(WHAT IS EXPECTED)
Looking at the listing, state how many of its lines contain the string "head". Write only the number.

(DATASET EXTRACT)
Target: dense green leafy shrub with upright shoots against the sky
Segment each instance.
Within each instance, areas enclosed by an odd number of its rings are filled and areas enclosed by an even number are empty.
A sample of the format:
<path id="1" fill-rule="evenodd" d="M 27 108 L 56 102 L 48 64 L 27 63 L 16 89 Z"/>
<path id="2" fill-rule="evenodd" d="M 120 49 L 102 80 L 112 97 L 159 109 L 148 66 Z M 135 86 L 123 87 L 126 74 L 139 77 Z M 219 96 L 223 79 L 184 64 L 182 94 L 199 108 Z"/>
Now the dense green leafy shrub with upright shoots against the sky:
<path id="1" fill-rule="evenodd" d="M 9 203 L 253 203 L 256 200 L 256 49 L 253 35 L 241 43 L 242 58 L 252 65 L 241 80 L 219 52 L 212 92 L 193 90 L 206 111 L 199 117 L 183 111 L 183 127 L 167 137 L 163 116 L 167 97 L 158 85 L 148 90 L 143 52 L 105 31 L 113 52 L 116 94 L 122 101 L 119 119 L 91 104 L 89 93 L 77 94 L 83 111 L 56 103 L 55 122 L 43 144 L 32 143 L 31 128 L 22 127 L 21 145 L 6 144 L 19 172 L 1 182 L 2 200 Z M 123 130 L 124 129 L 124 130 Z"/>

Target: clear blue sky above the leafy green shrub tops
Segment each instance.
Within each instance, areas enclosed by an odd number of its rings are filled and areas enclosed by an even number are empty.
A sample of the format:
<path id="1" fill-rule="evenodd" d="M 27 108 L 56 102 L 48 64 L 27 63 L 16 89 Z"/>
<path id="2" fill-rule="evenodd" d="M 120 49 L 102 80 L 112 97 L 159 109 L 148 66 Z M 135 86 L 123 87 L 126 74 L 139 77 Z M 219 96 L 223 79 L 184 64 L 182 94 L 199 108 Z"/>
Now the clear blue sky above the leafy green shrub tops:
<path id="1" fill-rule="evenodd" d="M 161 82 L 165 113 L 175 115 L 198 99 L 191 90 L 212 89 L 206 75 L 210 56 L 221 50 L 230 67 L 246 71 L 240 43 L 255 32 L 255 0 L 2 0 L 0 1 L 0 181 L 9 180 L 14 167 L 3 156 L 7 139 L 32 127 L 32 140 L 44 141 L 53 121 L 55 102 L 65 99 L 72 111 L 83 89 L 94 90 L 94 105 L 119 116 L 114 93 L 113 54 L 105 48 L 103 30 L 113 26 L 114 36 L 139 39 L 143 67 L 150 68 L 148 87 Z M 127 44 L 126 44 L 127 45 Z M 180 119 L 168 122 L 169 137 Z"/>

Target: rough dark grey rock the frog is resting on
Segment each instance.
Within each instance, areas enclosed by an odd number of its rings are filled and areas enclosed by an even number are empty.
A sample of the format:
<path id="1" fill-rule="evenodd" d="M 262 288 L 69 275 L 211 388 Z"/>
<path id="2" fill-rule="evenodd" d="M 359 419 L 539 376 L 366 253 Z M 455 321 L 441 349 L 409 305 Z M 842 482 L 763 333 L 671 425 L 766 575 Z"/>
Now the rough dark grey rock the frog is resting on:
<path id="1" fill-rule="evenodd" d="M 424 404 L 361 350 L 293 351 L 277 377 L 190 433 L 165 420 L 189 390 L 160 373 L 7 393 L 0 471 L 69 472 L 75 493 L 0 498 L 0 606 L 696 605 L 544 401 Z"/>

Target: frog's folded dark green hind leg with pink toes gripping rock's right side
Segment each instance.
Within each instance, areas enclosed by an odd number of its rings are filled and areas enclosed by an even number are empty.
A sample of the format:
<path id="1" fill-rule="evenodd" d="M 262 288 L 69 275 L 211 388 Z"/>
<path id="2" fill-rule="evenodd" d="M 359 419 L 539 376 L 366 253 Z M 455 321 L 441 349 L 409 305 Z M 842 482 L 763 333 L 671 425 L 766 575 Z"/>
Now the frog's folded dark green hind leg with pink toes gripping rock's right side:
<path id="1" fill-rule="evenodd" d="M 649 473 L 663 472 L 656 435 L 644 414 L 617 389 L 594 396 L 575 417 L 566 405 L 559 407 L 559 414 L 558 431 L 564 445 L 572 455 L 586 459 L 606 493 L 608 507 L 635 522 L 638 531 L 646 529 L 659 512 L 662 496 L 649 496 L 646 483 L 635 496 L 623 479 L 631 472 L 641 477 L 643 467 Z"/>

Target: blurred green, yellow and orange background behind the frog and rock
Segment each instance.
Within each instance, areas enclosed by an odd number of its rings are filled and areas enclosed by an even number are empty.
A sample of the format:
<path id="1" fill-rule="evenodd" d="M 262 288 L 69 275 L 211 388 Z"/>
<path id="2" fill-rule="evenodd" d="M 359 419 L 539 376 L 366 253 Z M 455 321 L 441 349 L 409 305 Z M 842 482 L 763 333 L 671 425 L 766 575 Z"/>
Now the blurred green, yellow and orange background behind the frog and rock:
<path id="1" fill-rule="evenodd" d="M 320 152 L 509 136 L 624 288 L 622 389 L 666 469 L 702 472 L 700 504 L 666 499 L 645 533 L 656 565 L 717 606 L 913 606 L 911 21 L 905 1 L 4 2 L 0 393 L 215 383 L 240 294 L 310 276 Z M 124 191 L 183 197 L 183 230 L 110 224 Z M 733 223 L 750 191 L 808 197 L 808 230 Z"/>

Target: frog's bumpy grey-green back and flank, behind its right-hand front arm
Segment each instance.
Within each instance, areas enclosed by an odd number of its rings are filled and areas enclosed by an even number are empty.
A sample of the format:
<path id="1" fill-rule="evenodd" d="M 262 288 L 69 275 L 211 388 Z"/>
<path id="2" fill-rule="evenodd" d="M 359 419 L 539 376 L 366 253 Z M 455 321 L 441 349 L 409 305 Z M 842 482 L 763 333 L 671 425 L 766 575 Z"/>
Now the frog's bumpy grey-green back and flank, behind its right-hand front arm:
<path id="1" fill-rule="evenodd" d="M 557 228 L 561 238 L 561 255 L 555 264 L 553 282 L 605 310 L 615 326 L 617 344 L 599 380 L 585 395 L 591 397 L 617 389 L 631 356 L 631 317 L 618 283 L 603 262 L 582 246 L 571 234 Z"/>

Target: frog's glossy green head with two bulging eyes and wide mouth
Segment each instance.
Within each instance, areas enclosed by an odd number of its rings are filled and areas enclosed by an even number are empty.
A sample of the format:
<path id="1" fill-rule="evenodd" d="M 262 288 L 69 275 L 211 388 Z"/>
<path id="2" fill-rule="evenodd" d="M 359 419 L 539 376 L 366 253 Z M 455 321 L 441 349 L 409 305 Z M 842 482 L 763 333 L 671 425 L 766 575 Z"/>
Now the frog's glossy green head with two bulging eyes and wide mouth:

(OUTPUT)
2